Passage shown:
::::::
Get on your feet for this interactive workshop for students where you will learn about powwow, regalia and powwow dancing. Find out the meaning behind the dances, how powwows were outlawed in by the Canadian government in the late 1800s and early 1900s, and how they are important part of Indigenous culture and community today. Open to schools and organizations.
Grades: 5 - 12
Length: 45 minutes
Class Size: With purchase of ticket, this workshop can be streamed to either a single classroom, or up to several classes at once
September 27th - Josée Bourgeois (Algonquin, fancy shawl and jingle dress)
Born in Ottawa, Josée Bourgeois is an Algonquin First Nations from Pikwakanagan, ON. She is an accomplished dancer, actor and model, who began her training as a gymnast and contemporary dancer. At the age of 16, she was signed to the Ford International modelling agency and began a lengthy journey as one of Canada’s only First Nations high fashion models. It was during her teenage years that she learned about her father’s Algonquin heritage. Her father was a Sixties Scoop baby adopted into an Irish family, and her grandmother was a residential school survivor from the Ottawa Valley area. At 23, she made the commitment to become emersed in her culture. Using skills she had developed as a contemporary dancer to connect with others, she self-trained to become a pow wow dancer specializing in “fancy shawl.”
Over the past 12 years, she has travelled the Eastern Pow wow Trail as a Fancy Shawl and Jingle dress dancer, making roots with her son Little Thunder, creating a positive impact through dance arts on her ancestral Algonquin territory and through collaborations with artist like DJ Shub, DJ Classic Roots, and DJ Rise Ashen. She has studied with the multidisciplinary Australian-based Indigenous artist Victoria Hunt at the Banff Centre for Arts and Creativity, has performed in the National Arts Centre’s Wild West Show- Gabriel Dumont Story, and as Kina Nimiwag (Contemporary pow wow dance troupe) in the opening act for the Backstreet Boys at Ottawa’s Bluesfest 2019. A generous leader with a strong vision for change, she has employed her dance skills in a variety of environments and institutions to facilitate healing journeys for others. She is committed to reclaiming space as an Algonquin Artist all over Turtle Island and across the world.
::::::
Brief A: From the powwow workshop description, copy everything from "Get on your" down to "schools and organizations." word for word.
Brief B:
Answer these from the powwow workshop description:
(i) Which grades is the workshop meant for?
(ii) How long does the workshop last?
(iii) At what age was Josée Bourgeois signed to the Ford International modelling agency?
Brief C: Write the next part of the powwow workshop description, picking up right after its last sentence.
::::::
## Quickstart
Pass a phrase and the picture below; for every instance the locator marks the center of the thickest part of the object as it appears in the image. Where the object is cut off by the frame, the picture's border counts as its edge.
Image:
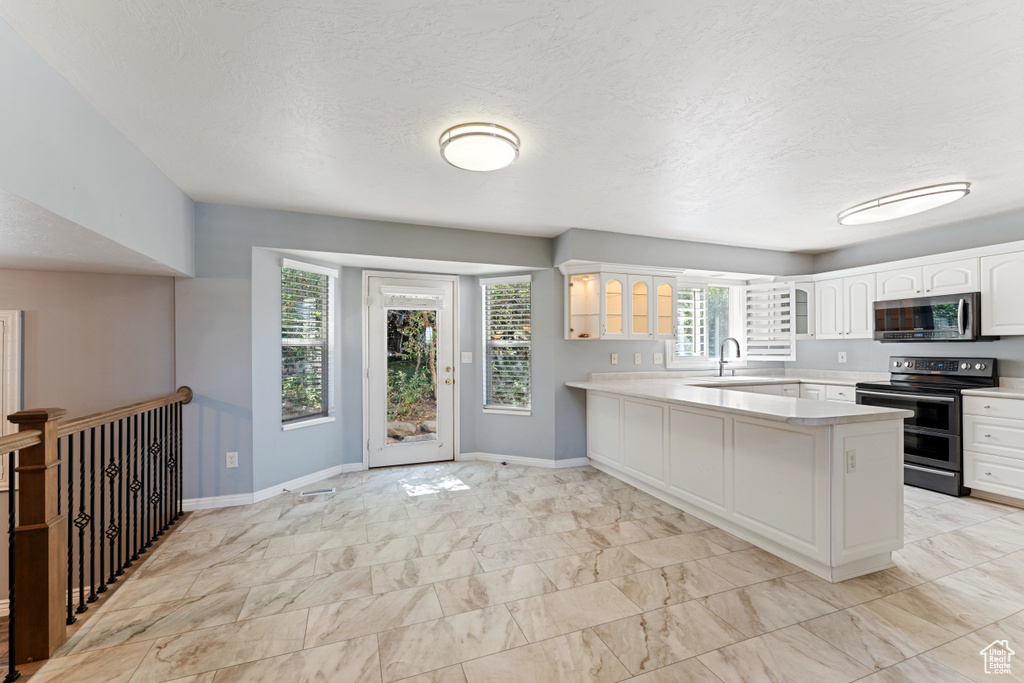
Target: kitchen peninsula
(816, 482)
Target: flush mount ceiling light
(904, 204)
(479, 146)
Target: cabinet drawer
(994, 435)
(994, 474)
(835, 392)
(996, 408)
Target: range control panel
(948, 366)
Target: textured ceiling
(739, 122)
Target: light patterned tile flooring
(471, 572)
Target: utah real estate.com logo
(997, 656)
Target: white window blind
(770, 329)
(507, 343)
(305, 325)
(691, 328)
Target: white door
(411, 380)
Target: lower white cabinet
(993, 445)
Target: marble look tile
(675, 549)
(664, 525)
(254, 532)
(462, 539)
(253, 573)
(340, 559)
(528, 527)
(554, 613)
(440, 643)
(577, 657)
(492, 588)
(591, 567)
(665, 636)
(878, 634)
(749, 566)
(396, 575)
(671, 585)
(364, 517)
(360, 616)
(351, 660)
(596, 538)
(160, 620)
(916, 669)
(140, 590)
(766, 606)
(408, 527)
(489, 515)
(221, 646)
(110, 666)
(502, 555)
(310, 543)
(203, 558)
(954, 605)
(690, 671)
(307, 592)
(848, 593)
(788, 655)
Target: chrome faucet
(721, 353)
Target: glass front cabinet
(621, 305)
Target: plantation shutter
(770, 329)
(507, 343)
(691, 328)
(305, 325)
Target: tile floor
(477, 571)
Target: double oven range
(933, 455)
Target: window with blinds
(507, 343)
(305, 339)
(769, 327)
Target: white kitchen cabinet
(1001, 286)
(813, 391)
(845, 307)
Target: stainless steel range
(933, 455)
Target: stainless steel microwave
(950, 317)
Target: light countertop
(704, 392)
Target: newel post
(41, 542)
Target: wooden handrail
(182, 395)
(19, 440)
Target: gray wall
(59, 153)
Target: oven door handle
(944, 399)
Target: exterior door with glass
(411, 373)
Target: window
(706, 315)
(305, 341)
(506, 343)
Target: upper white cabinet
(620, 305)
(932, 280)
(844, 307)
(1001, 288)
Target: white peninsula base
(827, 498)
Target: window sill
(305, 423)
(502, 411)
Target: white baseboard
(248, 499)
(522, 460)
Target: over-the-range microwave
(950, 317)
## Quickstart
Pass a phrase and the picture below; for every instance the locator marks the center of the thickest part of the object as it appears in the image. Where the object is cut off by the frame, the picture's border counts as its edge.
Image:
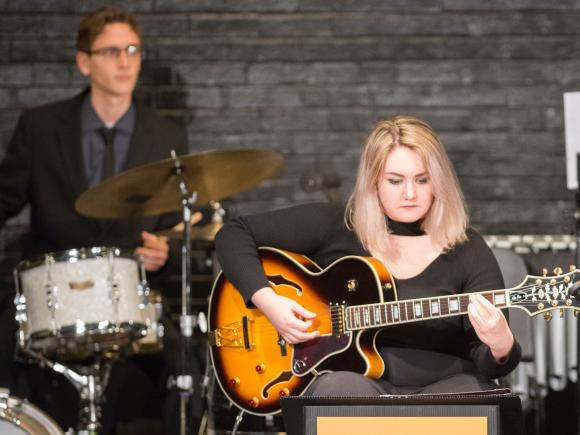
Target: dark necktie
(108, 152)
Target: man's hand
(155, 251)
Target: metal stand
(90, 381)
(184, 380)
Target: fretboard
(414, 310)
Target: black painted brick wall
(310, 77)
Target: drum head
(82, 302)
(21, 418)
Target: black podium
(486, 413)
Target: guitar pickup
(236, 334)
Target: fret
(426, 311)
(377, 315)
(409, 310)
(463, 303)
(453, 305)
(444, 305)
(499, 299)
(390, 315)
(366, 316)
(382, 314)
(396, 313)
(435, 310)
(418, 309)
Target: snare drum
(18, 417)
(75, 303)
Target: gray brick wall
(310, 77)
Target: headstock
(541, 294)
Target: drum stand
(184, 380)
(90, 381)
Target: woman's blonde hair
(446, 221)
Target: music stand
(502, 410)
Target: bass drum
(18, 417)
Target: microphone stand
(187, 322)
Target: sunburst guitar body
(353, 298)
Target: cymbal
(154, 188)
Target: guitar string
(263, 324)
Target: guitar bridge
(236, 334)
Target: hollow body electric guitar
::::::
Answer area A:
Get on your feet for this interactive workshop for students where you will learn about powwow, regalia and powwow dancing. Find out the meaning behind the dances, how powwows were outlawed in by the Canadian government in the late 1800s and early 1900s, and how they are important part of Indigenous culture and community today. Open to schools and organizations.

Answer area B:
(i) Grades 5 to 12
(ii) 45 minutes
(iii) 16

Answer area C:
September 28th - Alex Wells (Sisqua7, traditionl hoop dance)
Alex Wells is an internationally award-winning Hoop Dance Champion from Mount Currie, British Columbia. Alex is a member of the St'át'imc Lil’Wat tribe, and was brought up through cultural ceremonies, including Hoop dance, which is a healing Medicine Dance, also known as a “Creation of Life dance”.
September 29th - Amanda Fox (Ojibwe, jingle dress)
Amanda Fox is Ojibwe from the Unceded Territory of Wiikwemkoong, Ontario. Born and raised in Ottawa, Amanda has been able to spend most of her life engaging in her culture with songs, dance and artwork while living in “the big city.” Amanda began dancing at the age of 2 and now dances Old Style Jingle Dress. She has a profound knowledge of all styles of powwow dance and protocol. Amanda has been teaching powwow dance to women since she was a teenager and enjoys spreading awareness of Indigenous culture through her songs and artwork as well. Performing her dance since she was a child, she has had the honour of dancing for Prime Minister Justin Trudeau and former Prime Ministers Stephen Harper and Jean Chretien, Mayor Jim Watson, the National Arts Centre, school graduations, videos, events, etc.